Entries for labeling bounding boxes
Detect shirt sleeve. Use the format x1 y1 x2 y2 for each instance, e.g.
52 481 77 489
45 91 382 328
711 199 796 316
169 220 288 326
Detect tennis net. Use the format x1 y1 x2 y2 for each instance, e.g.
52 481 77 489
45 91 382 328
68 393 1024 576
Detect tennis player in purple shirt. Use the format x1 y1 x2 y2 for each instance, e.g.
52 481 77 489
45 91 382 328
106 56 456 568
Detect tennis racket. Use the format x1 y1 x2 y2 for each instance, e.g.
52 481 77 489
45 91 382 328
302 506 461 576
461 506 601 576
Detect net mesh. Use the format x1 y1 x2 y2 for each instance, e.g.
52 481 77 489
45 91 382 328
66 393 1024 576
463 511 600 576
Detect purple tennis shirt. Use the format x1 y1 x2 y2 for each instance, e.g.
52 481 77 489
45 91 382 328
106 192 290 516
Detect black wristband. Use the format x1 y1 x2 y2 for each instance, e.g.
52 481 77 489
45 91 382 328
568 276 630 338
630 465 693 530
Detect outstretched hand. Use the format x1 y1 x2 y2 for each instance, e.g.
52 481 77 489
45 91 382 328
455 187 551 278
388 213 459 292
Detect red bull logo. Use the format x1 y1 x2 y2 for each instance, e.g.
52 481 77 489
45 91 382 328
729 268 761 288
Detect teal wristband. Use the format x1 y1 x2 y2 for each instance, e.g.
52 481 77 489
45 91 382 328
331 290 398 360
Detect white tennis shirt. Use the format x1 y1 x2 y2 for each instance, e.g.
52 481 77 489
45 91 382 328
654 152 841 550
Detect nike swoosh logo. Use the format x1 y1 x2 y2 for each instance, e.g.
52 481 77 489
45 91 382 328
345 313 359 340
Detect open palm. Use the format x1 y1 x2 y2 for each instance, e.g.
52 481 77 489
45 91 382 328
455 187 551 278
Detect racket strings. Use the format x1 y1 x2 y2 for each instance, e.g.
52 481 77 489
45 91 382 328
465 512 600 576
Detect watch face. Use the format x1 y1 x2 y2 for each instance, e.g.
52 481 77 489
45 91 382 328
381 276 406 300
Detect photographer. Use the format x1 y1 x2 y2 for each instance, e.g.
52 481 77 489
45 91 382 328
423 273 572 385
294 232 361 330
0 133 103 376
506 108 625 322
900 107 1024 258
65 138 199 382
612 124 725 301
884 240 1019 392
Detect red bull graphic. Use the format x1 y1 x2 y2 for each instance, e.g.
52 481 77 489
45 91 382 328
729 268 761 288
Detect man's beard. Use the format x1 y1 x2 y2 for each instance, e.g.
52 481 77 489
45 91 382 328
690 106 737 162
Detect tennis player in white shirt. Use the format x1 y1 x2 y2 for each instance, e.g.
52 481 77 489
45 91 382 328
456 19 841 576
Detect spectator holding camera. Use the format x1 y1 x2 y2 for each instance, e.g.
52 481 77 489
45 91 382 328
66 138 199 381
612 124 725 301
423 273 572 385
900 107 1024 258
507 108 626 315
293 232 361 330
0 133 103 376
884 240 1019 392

» **Instructions to follow**: Rewrite every line of the items above as a Markdown table with two columns, Row and Line. Number each row and leave out blank lines.

» **Reply**:
| Row | Line |
|---|---|
| 1 | Detect shirt sleeve. Use the format x1 y1 x2 y2 for each instance, e.g. |
| 2 | 52 481 77 489 |
| 3 | 45 91 382 328 |
| 4 | 711 199 796 316 |
| 5 | 169 220 288 326 |
| 6 | Detect tennis net. Use the format x1 y1 x2 y2 for each instance, e.g. |
| 7 | 52 481 77 489 |
| 8 | 45 91 382 328 |
| 9 | 68 393 1024 576 |
| 10 | Detect tennis player in purple shirt. Use the format x1 y1 x2 y2 for each instance, e.g. |
| 11 | 52 481 77 489 |
| 12 | 45 91 382 328 |
| 13 | 106 56 456 568 |
| 14 | Detect tennis racket. Use the format x1 y1 x2 y2 for each instance, e.g. |
| 15 | 52 481 77 489 |
| 16 | 45 91 382 328 |
| 17 | 302 506 461 576 |
| 18 | 461 506 601 576 |
| 19 | Detect net mesh. Use the format x1 y1 x2 y2 for each instance, e.g. |
| 20 | 52 481 77 489 |
| 21 | 45 91 382 328 |
| 22 | 66 393 1024 576 |
| 23 | 463 511 600 576 |
| 24 | Detect purple tennis shirt. Use the format x1 y1 x2 y2 for each instance, e.g. |
| 25 | 52 481 77 489 |
| 26 | 45 91 382 328 |
| 27 | 106 192 290 516 |
| 28 | Detect black wristband. Use the format x1 y1 x2 y2 for each instance, e.g. |
| 29 | 52 481 77 489 |
| 30 | 45 91 382 328 |
| 31 | 568 276 630 338 |
| 32 | 630 465 693 530 |
| 33 | Detect outstretched hand. Use the format x1 y1 x2 y2 for each instance, e.g. |
| 34 | 52 481 77 489 |
| 35 | 45 91 382 328 |
| 36 | 455 187 551 278 |
| 37 | 388 213 459 292 |
| 38 | Detect red bull logo. Use the format x1 y1 x2 y2 for each instance, e.g. |
| 39 | 52 481 77 489 |
| 40 | 45 91 382 328 |
| 41 | 729 268 761 288 |
| 42 | Detect teal wristband. Use the format x1 y1 x2 y2 for each instance, e.g. |
| 43 | 52 481 77 489 |
| 44 | 45 91 382 328 |
| 45 | 331 290 398 360 |
| 46 | Detect white tennis shirt. Use the format x1 y1 x2 y2 for each instance, e.g. |
| 47 | 52 481 77 489 |
| 48 | 45 91 382 328 |
| 49 | 654 152 841 550 |
| 50 | Detect nike swoosh logo. Use the format x1 y1 x2 y2 for each instance, e.g. |
| 51 | 52 481 77 489 |
| 52 | 45 91 382 328 |
| 53 | 345 313 359 340 |
| 54 | Detect open palm. Use the format x1 y1 x2 y2 for each instance, e.g. |
| 55 | 52 481 77 489 |
| 56 | 45 91 382 328 |
| 57 | 455 187 551 278 |
| 58 | Detect racket strings. Use the format x1 y1 x2 y2 for each instance, e.g. |
| 59 | 52 481 77 489 |
| 60 | 45 91 382 328 |
| 61 | 465 512 600 576 |
| 62 | Detect watch face. Use the format x1 y1 x2 y2 for each instance, e.g. |
| 63 | 52 481 77 489 |
| 64 | 45 91 382 328 |
| 65 | 381 276 406 300 |
| 66 | Detect photographer. Use the format x1 y1 x2 y2 for each instance, e.g. |
| 67 | 52 481 77 489 |
| 68 | 45 91 382 328 |
| 69 | 423 273 572 385 |
| 70 | 294 232 361 330 |
| 71 | 0 133 103 376 |
| 72 | 506 108 625 322 |
| 73 | 900 107 1024 258 |
| 74 | 65 138 199 382 |
| 75 | 612 124 725 301 |
| 76 | 884 240 1019 392 |
| 77 | Detect red bull graphic. Use the format x1 y1 x2 y2 for each instance, e.g. |
| 78 | 52 481 77 489 |
| 79 | 45 91 382 328 |
| 80 | 729 268 761 288 |
| 81 | Detect man's beard. Use the format x1 y1 x2 y2 for each instance, e.g. |
| 82 | 52 481 77 489 |
| 83 | 45 91 382 328 |
| 84 | 690 106 737 162 |
| 85 | Detect tennis player in white shirt. Use the format x1 y1 x2 y2 for each instance, e.g. |
| 86 | 52 481 77 489 |
| 87 | 45 91 382 328 |
| 88 | 456 19 841 576 |
| 89 | Detect spectator holding camera. Use the format x1 y1 x2 y2 for each instance, e.g. |
| 90 | 52 481 77 489 |
| 91 | 45 91 382 328 |
| 92 | 66 138 199 381 |
| 93 | 612 124 725 301 |
| 94 | 423 273 572 385 |
| 95 | 900 107 1024 258 |
| 96 | 507 108 626 315 |
| 97 | 293 232 361 330 |
| 98 | 0 133 103 376 |
| 99 | 884 240 1019 392 |